**Provided passage**

- Opening Delimiter -

Between the global pandemic and widespread protests demanding racial justice, organizational transformation feels more important than ever. But true change requires a new leadership mindset. Building the resilience to navigate these world-altering shifts takes a genuinely human-centered approach.
In our 2020 research study, “Catalysts in Action: Applying the Cultural Levers of Transformation,” we spoke to 500 transformation leaders across four regions – the U.S., the U.K., Germany and China – and uncovered that the leaders best prepared to drive transformation share five traits. We also found that the leaders who feel most optimistic about the future are those who cultivate these traits and understand that they are required to build organizations that are human-centered.
Based on our research, here are the five leadership traits needed to reignite and reimagine your business this year:
1. Harnessing Many Voices
Executives tend to see themselves as the primary drivers of change. But in reality, transformation can’t work that way. One of the most crucial leadership behaviors we found across each of the four regions in our study is the ability to harness the “employee voice” of an organization. This leadership trait was revealed when leaders enabled and elevated the ideas, opinions and feedback of everyone at every level of the organization to allow for deep cross-functional collaboration and engagement. The leaders who do this recognize that often, middle managers–not the C-suite–are the key change agents. Encouraging ideas and fueling co-creation has become a key element to enable organizational transformation.
2. Embracing Empathy
Empathy per se is not a new concept – it is about understanding how people deal with uncertainty through change. But in times of constant change, transformation leaders must understand their employees’ sentiments towards it and help them cope with it accordingly. In the current context, this means physically protecting people, encouraging remote work, staggering shifts and massive disinfectant efforts. But more important, it means protecting people emotionally, understanding employee feelings and acknowledging the uncertain transition to the other side. Leaders need to bring leadership traits rooted in empathy, certainty and change readiness together to help employees feel confident that they can safely navigate the change, even when change continues to be the new norm.
Demonstrating empathy for employees was particularly heightened among leaders in the U.K., as well as in Germany.
3. Allowing Agility and Curiosity
On its own, agility helps companies pivot in new directions and create value in different ways. But what actually generates the ideas for these new directions requires curiosity. Curiosity is what directs leaders to explore and try new things. While agility allows them to adapt to those new ways of doing things quickly. Taken together, they form a powerful combination.
We expected agility to emerge as especially important in China. COVID-19 was fully present there as we fielded our survey, and it was clear to leaders that they had to find entirely new ways to respond to the devastating illness and frightened, grieving workers. But it appeared as essential in all regions, closely linked to leaders’ self-assessed ability to steer companies through a global crisis.

- Closing Delimiter -

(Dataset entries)
- Opening Delimiter -

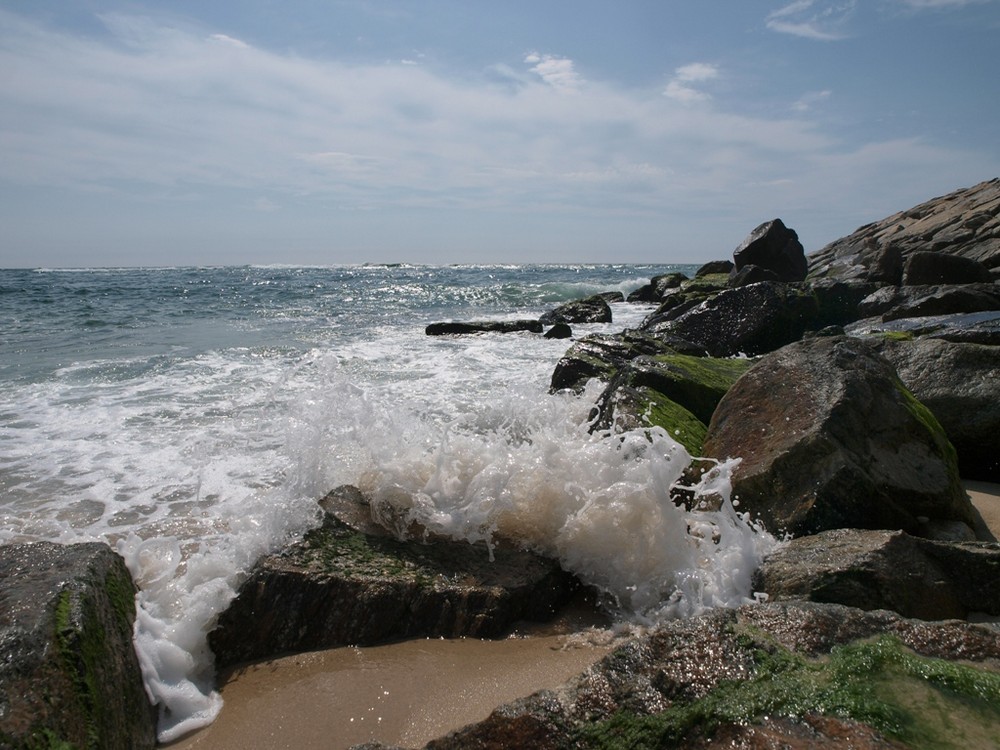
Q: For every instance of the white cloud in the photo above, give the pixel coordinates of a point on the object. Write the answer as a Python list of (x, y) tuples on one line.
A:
[(823, 21), (678, 87), (556, 71), (810, 99)]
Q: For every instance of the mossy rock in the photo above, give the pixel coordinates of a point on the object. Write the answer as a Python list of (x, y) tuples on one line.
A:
[(674, 391), (70, 676)]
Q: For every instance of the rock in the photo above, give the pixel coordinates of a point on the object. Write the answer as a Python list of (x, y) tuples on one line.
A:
[(929, 580), (657, 288), (484, 326), (559, 331), (673, 391), (926, 267), (782, 671), (751, 274), (69, 676), (748, 320), (340, 586), (830, 438), (600, 355), (715, 267), (774, 247), (891, 303), (964, 223), (594, 309), (960, 384), (963, 328)]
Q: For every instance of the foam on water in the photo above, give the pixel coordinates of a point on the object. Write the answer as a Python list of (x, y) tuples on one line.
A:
[(193, 452)]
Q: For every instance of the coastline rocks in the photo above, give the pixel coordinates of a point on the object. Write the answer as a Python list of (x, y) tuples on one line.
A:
[(773, 247), (928, 267), (69, 674), (340, 586), (674, 391), (830, 438), (960, 384), (831, 674), (593, 309), (747, 320), (963, 223), (929, 580), (600, 355), (483, 326), (657, 288)]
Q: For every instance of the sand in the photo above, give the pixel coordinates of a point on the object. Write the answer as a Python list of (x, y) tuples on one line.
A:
[(408, 693)]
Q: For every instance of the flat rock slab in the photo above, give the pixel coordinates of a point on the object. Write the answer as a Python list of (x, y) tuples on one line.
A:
[(69, 676), (915, 577), (340, 586)]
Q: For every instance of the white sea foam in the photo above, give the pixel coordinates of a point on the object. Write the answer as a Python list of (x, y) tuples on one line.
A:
[(195, 461)]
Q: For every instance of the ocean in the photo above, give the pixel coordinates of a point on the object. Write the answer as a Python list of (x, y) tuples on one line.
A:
[(192, 417)]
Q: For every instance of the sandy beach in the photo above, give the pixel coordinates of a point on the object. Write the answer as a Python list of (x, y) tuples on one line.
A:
[(408, 693)]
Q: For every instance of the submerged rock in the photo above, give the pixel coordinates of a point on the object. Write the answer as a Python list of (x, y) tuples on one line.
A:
[(341, 586), (773, 247), (483, 326), (930, 580), (748, 320), (783, 671), (69, 676), (594, 309), (830, 438), (674, 391), (960, 384)]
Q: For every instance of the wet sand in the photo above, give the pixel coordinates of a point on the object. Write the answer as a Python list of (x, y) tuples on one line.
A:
[(404, 693), (407, 693)]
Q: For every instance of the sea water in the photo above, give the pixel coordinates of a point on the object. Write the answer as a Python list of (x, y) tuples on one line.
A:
[(191, 418)]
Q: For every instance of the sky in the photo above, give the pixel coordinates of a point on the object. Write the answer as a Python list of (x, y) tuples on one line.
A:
[(323, 132)]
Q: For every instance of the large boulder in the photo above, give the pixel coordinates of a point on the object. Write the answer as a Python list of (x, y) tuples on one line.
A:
[(965, 223), (928, 267), (674, 391), (893, 303), (747, 320), (829, 437), (773, 247), (593, 309), (69, 676), (348, 584), (960, 384), (599, 355), (795, 675), (657, 288), (930, 580)]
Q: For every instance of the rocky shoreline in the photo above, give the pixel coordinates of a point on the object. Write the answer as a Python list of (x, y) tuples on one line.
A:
[(857, 385)]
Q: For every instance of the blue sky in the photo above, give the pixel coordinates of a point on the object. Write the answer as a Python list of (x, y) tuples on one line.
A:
[(460, 131)]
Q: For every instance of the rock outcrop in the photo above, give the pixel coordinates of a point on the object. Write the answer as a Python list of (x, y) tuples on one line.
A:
[(801, 675), (960, 384), (773, 247), (674, 391), (830, 438), (593, 309), (69, 676), (483, 326), (930, 580), (345, 585), (964, 223)]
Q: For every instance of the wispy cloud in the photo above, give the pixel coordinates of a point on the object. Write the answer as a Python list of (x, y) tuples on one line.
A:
[(162, 112), (810, 99), (679, 87), (822, 21), (556, 71)]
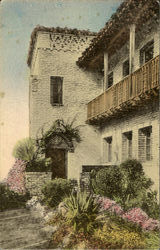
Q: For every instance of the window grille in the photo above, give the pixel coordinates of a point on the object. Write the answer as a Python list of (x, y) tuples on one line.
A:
[(56, 85)]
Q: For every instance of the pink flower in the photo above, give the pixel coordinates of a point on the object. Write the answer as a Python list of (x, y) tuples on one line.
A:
[(16, 177)]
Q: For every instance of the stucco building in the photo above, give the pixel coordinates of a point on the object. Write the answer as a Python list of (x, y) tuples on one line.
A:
[(109, 81)]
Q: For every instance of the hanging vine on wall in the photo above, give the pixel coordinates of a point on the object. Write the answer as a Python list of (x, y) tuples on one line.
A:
[(60, 133)]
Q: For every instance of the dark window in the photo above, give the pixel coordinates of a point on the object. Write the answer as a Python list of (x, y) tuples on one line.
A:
[(109, 148), (126, 68), (127, 145), (110, 79), (56, 84), (146, 53), (145, 144)]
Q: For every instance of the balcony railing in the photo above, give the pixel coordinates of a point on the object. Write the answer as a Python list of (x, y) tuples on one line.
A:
[(131, 89)]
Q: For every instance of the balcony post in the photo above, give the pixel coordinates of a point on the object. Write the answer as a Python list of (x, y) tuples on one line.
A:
[(105, 86), (131, 47)]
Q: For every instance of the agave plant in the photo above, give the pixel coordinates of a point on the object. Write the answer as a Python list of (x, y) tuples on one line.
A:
[(82, 211)]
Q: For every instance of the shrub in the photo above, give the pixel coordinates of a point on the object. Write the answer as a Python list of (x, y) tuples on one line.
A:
[(116, 237), (16, 177), (82, 211), (10, 199), (152, 240), (110, 206), (25, 150), (107, 181), (127, 185), (138, 216), (55, 190)]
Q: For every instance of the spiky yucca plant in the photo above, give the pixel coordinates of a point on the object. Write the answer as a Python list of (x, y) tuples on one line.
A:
[(82, 211)]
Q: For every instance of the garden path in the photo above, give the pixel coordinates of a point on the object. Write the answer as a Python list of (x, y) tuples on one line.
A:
[(19, 230)]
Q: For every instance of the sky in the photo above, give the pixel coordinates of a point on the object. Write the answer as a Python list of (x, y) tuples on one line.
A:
[(18, 19)]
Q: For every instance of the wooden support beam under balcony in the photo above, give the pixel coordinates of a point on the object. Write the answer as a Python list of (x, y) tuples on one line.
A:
[(139, 87)]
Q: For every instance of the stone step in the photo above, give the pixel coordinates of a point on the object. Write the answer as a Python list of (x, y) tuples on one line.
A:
[(23, 243), (23, 230), (19, 229), (10, 223), (12, 213), (22, 238)]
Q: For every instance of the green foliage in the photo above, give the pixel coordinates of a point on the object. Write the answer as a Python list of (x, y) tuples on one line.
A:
[(117, 237), (152, 240), (25, 150), (55, 190), (82, 211), (105, 181), (59, 132), (39, 165), (10, 199), (128, 186), (150, 204)]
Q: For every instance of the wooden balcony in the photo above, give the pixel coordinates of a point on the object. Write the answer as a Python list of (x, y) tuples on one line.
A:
[(127, 94)]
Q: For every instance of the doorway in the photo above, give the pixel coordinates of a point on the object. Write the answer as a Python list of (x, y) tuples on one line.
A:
[(59, 162)]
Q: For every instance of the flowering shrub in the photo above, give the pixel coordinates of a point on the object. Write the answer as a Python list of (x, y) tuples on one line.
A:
[(16, 177), (137, 215), (32, 202), (110, 206)]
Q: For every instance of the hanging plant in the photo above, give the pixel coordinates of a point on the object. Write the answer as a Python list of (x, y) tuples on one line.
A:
[(59, 133)]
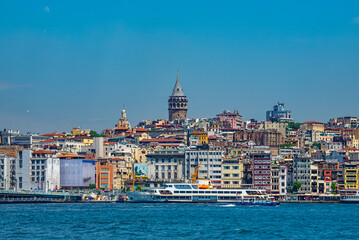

- Closing Delimiter -

Transcribe everything from "2. Embracing Empathy" down to "the new norm." in the passage on leadership traits for transformation above.

2. Embracing Empathy
Empathy per se is not a new concept – it is about understanding how people deal with uncertainty through change. But in times of constant change, transformation leaders must understand their employees’ sentiments towards it and help them cope with it accordingly. In the current context, this means physically protecting people, encouraging remote work, staggering shifts and massive disinfectant efforts. But more important, it means protecting people emotionally, understanding employee feelings and acknowledging the uncertain transition to the other side. Leaders need to bring leadership traits rooted in empathy, certainty and change readiness together to help employees feel confident that they can safely navigate the change, even when change continues to be the new norm.